- _How to complete this task_
Only the number is wanted: tally the lines below that contain the word "paper".

::::::::

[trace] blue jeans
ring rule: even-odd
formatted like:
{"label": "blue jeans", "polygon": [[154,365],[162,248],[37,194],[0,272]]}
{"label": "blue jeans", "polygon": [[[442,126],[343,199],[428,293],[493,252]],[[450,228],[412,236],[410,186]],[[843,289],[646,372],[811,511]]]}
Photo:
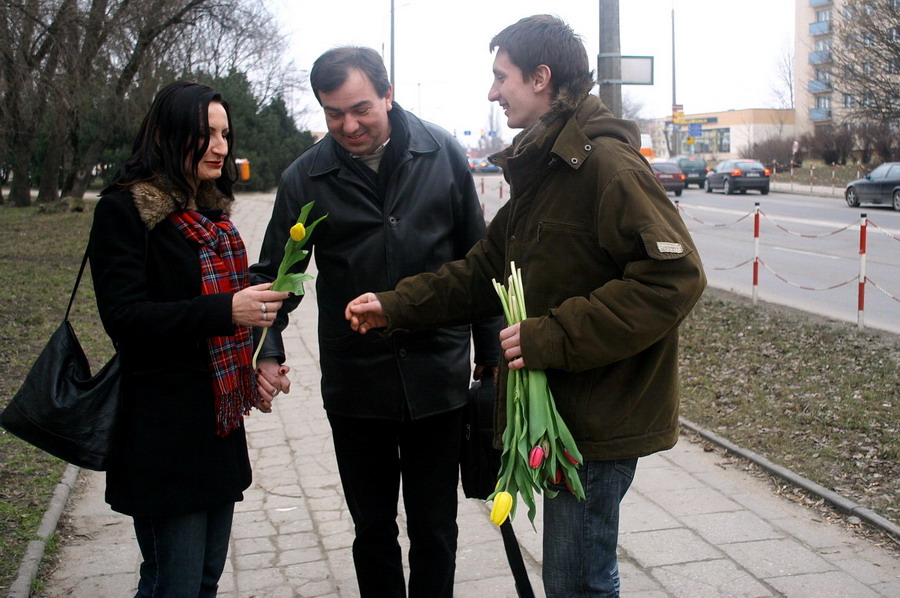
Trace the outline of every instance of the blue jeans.
{"label": "blue jeans", "polygon": [[547,598],[618,598],[619,503],[637,459],[588,461],[578,469],[585,500],[565,486],[544,498],[544,590]]}
{"label": "blue jeans", "polygon": [[225,569],[234,503],[170,517],[135,517],[141,580],[135,598],[207,598]]}

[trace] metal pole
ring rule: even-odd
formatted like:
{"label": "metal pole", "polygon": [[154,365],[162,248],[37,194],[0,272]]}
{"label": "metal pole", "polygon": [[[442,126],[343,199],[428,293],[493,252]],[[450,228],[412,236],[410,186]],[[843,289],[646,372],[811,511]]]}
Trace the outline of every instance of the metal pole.
{"label": "metal pole", "polygon": [[598,95],[614,116],[622,116],[622,85],[604,81],[622,80],[619,43],[619,0],[599,0],[600,53],[597,56]]}
{"label": "metal pole", "polygon": [[397,88],[397,81],[394,79],[394,0],[391,0],[391,86]]}
{"label": "metal pole", "polygon": [[675,3],[672,3],[672,153],[681,154],[681,125],[675,124]]}

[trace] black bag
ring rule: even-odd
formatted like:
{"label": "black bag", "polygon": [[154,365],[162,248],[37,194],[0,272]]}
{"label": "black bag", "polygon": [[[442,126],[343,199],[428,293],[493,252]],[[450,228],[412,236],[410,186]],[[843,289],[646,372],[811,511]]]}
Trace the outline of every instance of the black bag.
{"label": "black bag", "polygon": [[104,471],[119,404],[119,355],[91,376],[84,350],[69,323],[87,259],[85,250],[66,315],[22,387],[0,414],[0,426],[64,461]]}
{"label": "black bag", "polygon": [[469,387],[459,456],[459,476],[466,498],[484,500],[497,486],[500,451],[493,446],[495,388],[490,375]]}

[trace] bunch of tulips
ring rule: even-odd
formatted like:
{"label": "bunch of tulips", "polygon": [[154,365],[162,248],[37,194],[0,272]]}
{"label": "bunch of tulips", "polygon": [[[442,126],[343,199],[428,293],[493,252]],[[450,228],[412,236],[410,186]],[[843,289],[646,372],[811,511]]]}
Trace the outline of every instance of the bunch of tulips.
{"label": "bunch of tulips", "polygon": [[[512,326],[524,320],[525,293],[522,271],[510,263],[512,274],[504,287],[496,280],[494,288],[503,304],[506,323]],[[493,501],[491,521],[502,525],[515,517],[516,495],[528,505],[528,518],[534,525],[534,491],[556,496],[550,484],[563,483],[572,494],[584,500],[584,488],[577,468],[581,453],[566,423],[556,411],[547,376],[543,370],[510,370],[506,381],[506,429],[497,489],[488,497]]]}
{"label": "bunch of tulips", "polygon": [[[324,220],[328,214],[322,216],[309,226],[306,226],[306,218],[309,216],[310,210],[316,202],[311,201],[300,208],[300,215],[297,216],[297,222],[291,227],[290,235],[284,244],[284,257],[281,258],[281,264],[278,266],[278,275],[272,283],[273,291],[287,291],[294,295],[303,294],[303,283],[312,280],[313,276],[306,272],[290,272],[291,267],[297,262],[304,259],[309,251],[303,249],[306,242],[309,241],[313,229],[316,225]],[[259,338],[259,344],[253,353],[253,369],[256,369],[256,359],[259,356],[259,350],[262,349],[263,341],[266,339],[268,328],[263,328],[262,336]]]}

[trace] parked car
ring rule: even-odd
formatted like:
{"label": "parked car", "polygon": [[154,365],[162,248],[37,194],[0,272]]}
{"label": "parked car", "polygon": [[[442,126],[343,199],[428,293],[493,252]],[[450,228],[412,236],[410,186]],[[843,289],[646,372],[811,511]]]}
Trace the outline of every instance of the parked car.
{"label": "parked car", "polygon": [[863,178],[847,183],[844,199],[851,208],[861,203],[887,203],[900,211],[900,162],[885,162]]}
{"label": "parked car", "polygon": [[500,172],[500,167],[487,158],[469,158],[469,170],[472,172]]}
{"label": "parked car", "polygon": [[673,191],[675,197],[681,197],[685,176],[677,164],[664,161],[651,162],[650,168],[653,169],[653,174],[656,175],[666,191]]}
{"label": "parked car", "polygon": [[769,175],[772,172],[756,160],[725,160],[706,173],[703,186],[707,193],[721,189],[726,195],[735,191],[746,193],[754,189],[763,195],[769,193]]}
{"label": "parked car", "polygon": [[698,189],[703,188],[703,182],[706,180],[706,173],[709,172],[706,160],[700,156],[675,156],[671,161],[684,173],[685,189],[690,185],[697,185]]}

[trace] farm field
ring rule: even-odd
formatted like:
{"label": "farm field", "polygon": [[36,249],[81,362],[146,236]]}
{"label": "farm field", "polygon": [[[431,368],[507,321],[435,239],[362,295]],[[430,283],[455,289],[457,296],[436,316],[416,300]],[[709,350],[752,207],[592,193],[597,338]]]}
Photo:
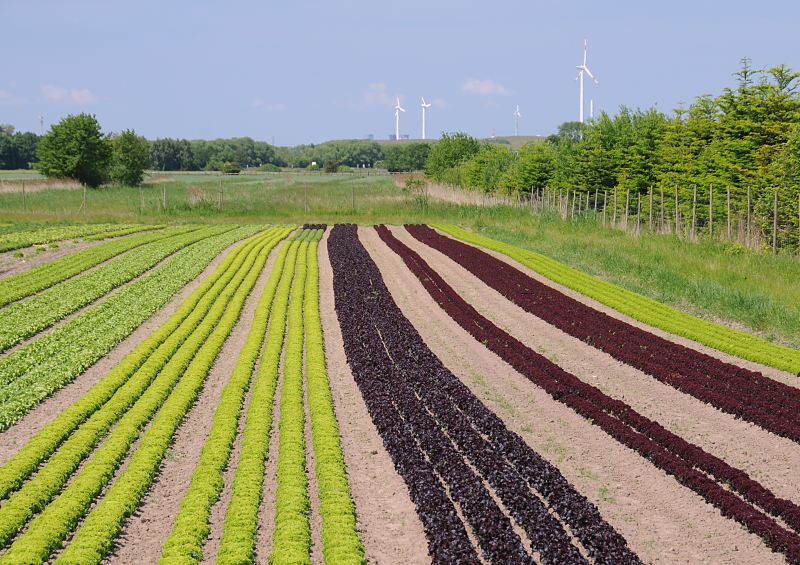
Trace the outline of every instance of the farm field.
{"label": "farm field", "polygon": [[[236,182],[237,223],[0,227],[0,564],[800,563],[791,336]],[[375,181],[297,182],[346,222]]]}

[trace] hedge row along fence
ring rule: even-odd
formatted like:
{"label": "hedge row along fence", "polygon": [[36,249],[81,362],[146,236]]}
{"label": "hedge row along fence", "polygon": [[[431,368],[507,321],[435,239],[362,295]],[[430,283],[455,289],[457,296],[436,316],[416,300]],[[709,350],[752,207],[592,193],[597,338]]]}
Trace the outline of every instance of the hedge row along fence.
{"label": "hedge row along fence", "polygon": [[599,312],[476,247],[428,227],[407,229],[524,310],[563,332],[719,410],[800,442],[800,389]]}
{"label": "hedge row along fence", "polygon": [[[0,563],[47,560],[81,519],[83,523],[56,560],[68,563],[98,563],[102,560],[124,520],[149,489],[175,430],[199,394],[276,240],[279,238],[267,235],[247,245],[244,260],[235,269],[233,277],[213,297],[209,314],[163,365],[151,385],[119,419],[114,430],[80,471],[70,479],[69,469],[62,469],[61,484],[66,484],[68,479],[69,484],[63,490],[53,485],[55,488],[50,497],[58,496],[46,506],[46,501],[43,501],[31,509],[31,514],[40,508],[41,512],[27,523],[24,532],[0,556]],[[145,426],[148,427],[142,433]],[[135,452],[128,455],[137,439],[139,443]],[[53,469],[51,475],[57,475],[54,462],[60,462],[57,456],[63,449],[45,467]],[[129,460],[125,470],[90,511],[92,503],[103,493],[126,458]],[[42,471],[33,481],[41,474]],[[0,512],[17,499],[24,502],[26,487],[31,483],[12,496]],[[35,490],[30,489],[28,496],[36,496],[39,489]],[[15,516],[9,514],[10,518]],[[6,523],[5,519],[0,520],[0,525]]]}
{"label": "hedge row along fence", "polygon": [[467,243],[508,255],[542,276],[585,294],[640,322],[743,359],[800,374],[800,351],[796,349],[678,312],[660,302],[596,279],[539,253],[520,249],[453,225],[438,224],[433,227]]}
{"label": "hedge row along fence", "polygon": [[[409,228],[409,231],[421,232],[420,237],[427,235],[417,228]],[[584,383],[536,353],[478,313],[428,263],[385,227],[378,228],[378,233],[403,258],[431,297],[476,340],[555,400],[571,407],[593,425],[673,475],[681,484],[720,509],[724,516],[761,536],[773,551],[783,553],[791,562],[800,562],[800,507],[776,497],[744,471],[686,442],[624,402]],[[475,253],[479,256],[482,252],[475,249]],[[486,268],[492,269],[492,265]],[[498,278],[506,276],[494,272]],[[788,528],[775,518],[783,520]]]}
{"label": "hedge row along fence", "polygon": [[478,550],[490,561],[531,561],[513,518],[544,561],[638,563],[597,509],[427,348],[356,227],[335,226],[328,247],[348,363],[409,487],[433,561],[477,562]]}
{"label": "hedge row along fence", "polygon": [[0,431],[69,383],[157,312],[226,247],[262,228],[225,226],[100,304],[0,358]]}

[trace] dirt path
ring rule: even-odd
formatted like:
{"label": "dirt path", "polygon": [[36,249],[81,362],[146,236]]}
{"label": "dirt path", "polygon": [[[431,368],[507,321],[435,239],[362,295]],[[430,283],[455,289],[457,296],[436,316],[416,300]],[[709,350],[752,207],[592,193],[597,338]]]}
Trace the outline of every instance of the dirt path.
{"label": "dirt path", "polygon": [[105,357],[87,369],[82,375],[65,385],[41,404],[31,409],[22,420],[17,422],[5,432],[0,433],[0,464],[5,463],[19,449],[25,445],[39,430],[53,420],[73,402],[83,396],[105,374],[117,365],[137,345],[152,334],[163,324],[178,307],[188,298],[214,270],[222,263],[225,257],[241,245],[237,241],[217,255],[200,275],[184,286],[161,310],[145,321],[134,332],[125,338],[119,345],[112,349]]}
{"label": "dirt path", "polygon": [[800,503],[800,445],[734,418],[691,395],[625,365],[506,300],[443,253],[404,229],[392,233],[414,249],[479,313],[531,349],[604,393],[625,401],[685,440],[702,447],[771,489]]}
{"label": "dirt path", "polygon": [[477,344],[430,298],[374,230],[361,229],[359,236],[426,344],[509,429],[594,502],[645,562],[782,562],[757,536],[745,533]]}
{"label": "dirt path", "polygon": [[245,301],[239,321],[217,356],[200,396],[173,436],[172,447],[161,464],[158,476],[136,513],[125,523],[111,563],[155,563],[172,530],[181,501],[189,489],[192,473],[211,431],[214,412],[222,390],[239,358],[253,323],[255,308],[267,284],[277,256],[273,249],[255,286]]}
{"label": "dirt path", "polygon": [[[429,563],[428,542],[403,479],[370,419],[344,353],[334,309],[328,235],[319,246],[320,316],[342,450],[370,563]],[[437,307],[438,308],[438,307]]]}
{"label": "dirt path", "polygon": [[[405,229],[401,229],[401,228],[398,228],[397,230],[395,230],[395,233],[399,233],[400,231],[402,231],[403,233],[408,233],[408,232],[406,232]],[[443,233],[443,235],[445,235],[447,237],[452,237],[452,236],[450,236],[449,234],[446,234],[446,233]],[[425,246],[425,247],[427,247],[427,246]],[[717,359],[720,359],[720,360],[724,361],[725,363],[731,363],[731,364],[737,365],[739,367],[744,367],[745,369],[750,369],[751,371],[758,371],[759,373],[762,373],[766,377],[770,377],[772,379],[775,379],[777,381],[783,382],[785,384],[800,388],[800,378],[798,378],[796,375],[792,375],[791,373],[787,373],[785,371],[781,371],[779,369],[775,369],[774,367],[767,367],[766,365],[761,365],[761,364],[755,363],[753,361],[748,361],[746,359],[741,359],[739,357],[735,357],[735,356],[730,355],[728,353],[724,353],[724,352],[719,351],[717,349],[713,349],[711,347],[708,347],[707,345],[703,345],[702,343],[698,343],[698,342],[693,341],[691,339],[688,339],[688,338],[685,338],[685,337],[681,337],[681,336],[677,336],[675,334],[671,334],[671,333],[665,332],[664,330],[661,330],[659,328],[656,328],[656,327],[653,327],[653,326],[649,326],[649,325],[645,324],[644,322],[640,322],[639,320],[636,320],[635,318],[631,318],[631,317],[619,312],[618,310],[614,310],[613,308],[611,308],[609,306],[606,306],[605,304],[603,304],[601,302],[597,302],[596,300],[594,300],[592,298],[589,298],[588,296],[586,296],[584,294],[581,294],[580,292],[577,292],[575,290],[572,290],[570,288],[562,286],[562,285],[560,285],[560,284],[548,279],[547,277],[545,277],[543,275],[540,275],[539,273],[537,273],[533,269],[530,269],[530,268],[526,267],[525,265],[523,265],[522,263],[519,263],[519,262],[515,261],[514,259],[512,259],[508,255],[504,255],[504,254],[502,254],[502,253],[500,253],[498,251],[493,251],[493,250],[487,249],[485,247],[479,247],[479,246],[475,246],[475,247],[477,247],[478,249],[480,249],[481,251],[483,251],[485,253],[488,253],[489,255],[492,255],[493,257],[496,257],[497,259],[500,259],[504,263],[508,263],[509,265],[512,265],[514,268],[522,271],[523,273],[525,273],[529,277],[537,280],[538,282],[541,282],[542,284],[546,284],[546,285],[550,286],[551,288],[554,288],[554,289],[558,290],[559,292],[569,296],[570,298],[574,298],[575,300],[578,300],[579,302],[582,302],[583,304],[586,304],[587,306],[590,306],[591,308],[594,308],[595,310],[603,312],[604,314],[608,314],[609,316],[617,318],[618,320],[622,320],[623,322],[631,324],[632,326],[636,326],[638,328],[641,328],[641,329],[643,329],[645,331],[648,331],[648,332],[650,332],[652,334],[655,334],[655,335],[657,335],[659,337],[667,339],[667,340],[669,340],[669,341],[671,341],[673,343],[678,343],[678,344],[683,345],[685,347],[690,347],[690,348],[692,348],[692,349],[694,349],[696,351],[700,351],[701,353],[705,353],[706,355],[710,355],[712,357],[716,357]],[[725,325],[725,324],[721,324],[721,325]],[[740,329],[741,330],[741,328],[734,328],[734,329]]]}
{"label": "dirt path", "polygon": [[[138,234],[137,234],[138,235]],[[127,237],[127,236],[125,236]],[[35,251],[36,246],[25,247],[24,249],[15,249],[14,251],[6,251],[0,253],[0,278],[10,277],[19,273],[29,271],[39,265],[50,263],[56,259],[60,259],[66,255],[72,255],[83,249],[95,247],[109,240],[102,241],[78,241],[77,243],[72,239],[57,242],[58,249],[50,249],[49,246],[45,251]],[[14,257],[14,253],[23,253],[22,257]]]}

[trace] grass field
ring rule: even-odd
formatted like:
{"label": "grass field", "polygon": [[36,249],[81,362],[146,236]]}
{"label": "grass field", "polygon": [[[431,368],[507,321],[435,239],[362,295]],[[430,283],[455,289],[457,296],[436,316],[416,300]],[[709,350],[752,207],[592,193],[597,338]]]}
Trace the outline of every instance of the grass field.
{"label": "grass field", "polygon": [[[17,174],[14,172],[13,174]],[[222,206],[220,208],[220,197]],[[800,346],[797,257],[724,243],[632,237],[513,207],[427,204],[386,175],[154,173],[141,190],[0,194],[0,222],[454,223],[537,251],[679,310]],[[164,199],[166,198],[166,207]]]}

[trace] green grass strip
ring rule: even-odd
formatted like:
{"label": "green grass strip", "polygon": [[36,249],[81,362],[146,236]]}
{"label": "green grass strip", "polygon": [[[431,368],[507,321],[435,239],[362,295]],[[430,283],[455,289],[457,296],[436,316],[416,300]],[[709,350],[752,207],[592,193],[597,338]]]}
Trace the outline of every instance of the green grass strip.
{"label": "green grass strip", "polygon": [[84,241],[100,241],[102,239],[110,239],[112,237],[122,237],[124,235],[130,235],[132,233],[137,233],[140,231],[148,231],[148,230],[158,230],[165,228],[165,225],[152,225],[152,226],[133,226],[130,228],[123,228],[121,230],[109,231],[99,233],[97,235],[90,235],[83,238]]}
{"label": "green grass strip", "polygon": [[[232,270],[236,271],[236,278],[231,284],[237,286],[241,284],[244,275],[256,261],[261,249],[264,247],[272,249],[276,243],[272,238],[265,237],[257,238],[249,244],[246,256],[242,255],[241,261],[232,264]],[[220,288],[219,290],[222,289]],[[226,305],[230,301],[230,295],[231,291],[222,293],[219,296],[217,294],[209,296],[215,302],[212,311],[202,319],[202,324],[193,331],[188,343],[185,343],[178,350],[178,353],[171,358],[153,356],[145,362],[117,394],[100,410],[95,412],[86,425],[69,437],[58,452],[39,470],[36,476],[25,483],[19,492],[15,493],[0,507],[0,547],[5,546],[31,516],[52,500],[53,496],[59,492],[69,477],[72,476],[78,465],[91,454],[94,446],[111,425],[131,405],[134,405],[132,412],[137,412],[138,415],[126,416],[127,421],[137,421],[138,425],[146,423],[143,418],[149,419],[164,401],[169,390],[175,385],[179,374],[172,370],[161,372],[153,386],[145,392],[145,389],[153,382],[155,373],[158,373],[165,365],[170,368],[176,365],[183,368],[188,366],[193,355],[213,331],[215,324],[222,316]],[[167,359],[169,359],[169,363]],[[143,394],[145,395],[144,397]],[[134,404],[134,401],[138,401],[140,397],[145,398],[145,400]],[[137,420],[137,418],[139,419]]]}
{"label": "green grass strip", "polygon": [[34,267],[24,273],[1,279],[0,307],[65,281],[103,261],[141,245],[196,229],[198,228],[191,226],[179,227],[163,232],[146,232],[135,237],[109,241]]}
{"label": "green grass strip", "polygon": [[269,332],[250,392],[242,447],[231,485],[231,500],[225,513],[217,565],[252,563],[255,560],[264,464],[269,452],[275,389],[298,248],[299,243],[293,240],[270,312]]}
{"label": "green grass strip", "polygon": [[[165,258],[215,235],[215,228],[158,238],[90,272],[0,310],[0,351],[16,345],[156,267]],[[0,385],[5,384],[0,377]]]}
{"label": "green grass strip", "polygon": [[797,349],[678,312],[651,298],[587,275],[539,253],[520,249],[454,225],[440,224],[434,227],[467,243],[508,255],[540,275],[640,322],[742,359],[800,374],[800,351]]}
{"label": "green grass strip", "polygon": [[[187,340],[69,486],[30,522],[25,532],[0,557],[0,563],[48,559],[112,479],[130,446],[139,437],[140,430],[157,410],[127,468],[89,513],[71,544],[59,557],[62,562],[74,563],[99,563],[102,560],[125,518],[136,509],[147,492],[172,435],[199,394],[214,359],[236,324],[244,301],[266,261],[266,249],[266,243],[260,244],[254,250],[257,255],[249,255],[221,293],[228,299],[213,307],[218,312],[209,317],[219,319],[213,331],[197,333]],[[220,317],[219,312],[222,312]],[[214,326],[213,322],[211,325]],[[203,342],[199,350],[195,351],[191,346],[193,341]]]}
{"label": "green grass strip", "polygon": [[121,231],[129,228],[138,228],[139,231],[151,229],[150,226],[143,224],[79,224],[11,232],[0,236],[0,253],[21,247],[30,247],[31,245]]}
{"label": "green grass strip", "polygon": [[261,354],[273,299],[290,246],[284,245],[278,253],[258,301],[245,344],[214,412],[211,431],[200,452],[200,461],[192,474],[189,490],[181,501],[172,532],[164,543],[161,563],[197,563],[203,557],[203,543],[210,532],[211,507],[219,499],[224,486],[222,474],[236,440],[245,394]]}
{"label": "green grass strip", "polygon": [[311,563],[308,477],[306,475],[305,409],[303,404],[303,294],[306,281],[307,235],[295,267],[283,360],[275,489],[275,528],[269,562]]}
{"label": "green grass strip", "polygon": [[9,373],[14,379],[0,387],[0,431],[108,353],[223,249],[258,229],[233,229],[181,250],[155,272],[3,358],[2,380],[12,380],[5,378]]}
{"label": "green grass strip", "polygon": [[[269,230],[266,235],[282,239],[287,233],[288,230]],[[166,322],[0,467],[0,500],[19,488],[41,462],[82,423],[89,420],[87,429],[94,430],[94,434],[99,437],[107,428],[105,421],[114,419],[109,413],[117,414],[119,410],[127,409],[141,396],[158,371],[203,321],[218,294],[233,278],[257,239],[252,238],[231,251]],[[132,378],[134,375],[136,377]]]}
{"label": "green grass strip", "polygon": [[319,316],[319,237],[308,246],[308,274],[305,290],[306,382],[314,472],[322,516],[322,555],[325,563],[366,563],[364,546],[358,536],[356,510],[347,479],[339,425],[333,410],[330,382],[325,363],[325,342]]}

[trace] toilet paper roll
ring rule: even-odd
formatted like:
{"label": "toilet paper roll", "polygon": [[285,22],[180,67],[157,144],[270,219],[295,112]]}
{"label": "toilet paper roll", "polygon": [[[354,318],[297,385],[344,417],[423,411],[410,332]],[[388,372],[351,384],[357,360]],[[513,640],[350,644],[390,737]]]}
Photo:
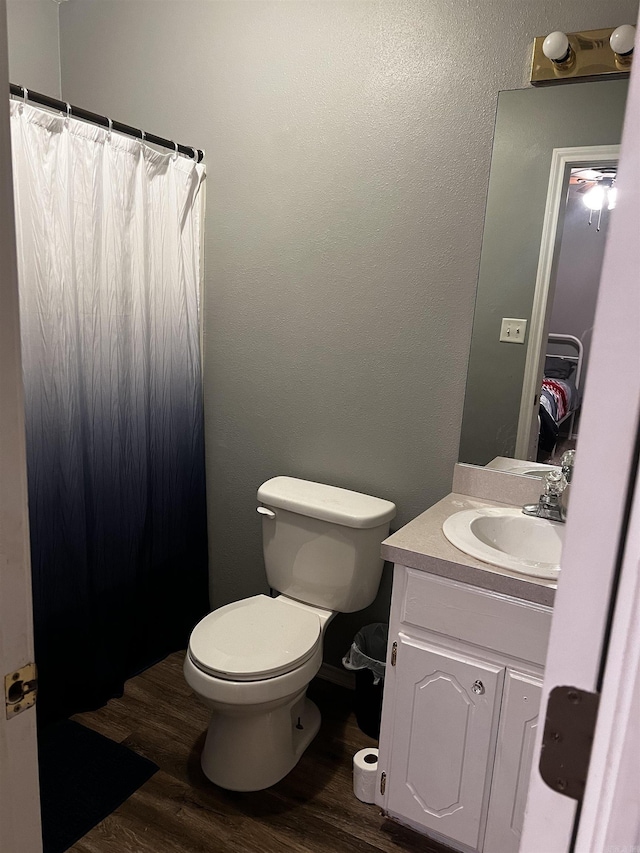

::::::::

- _Exercise output_
3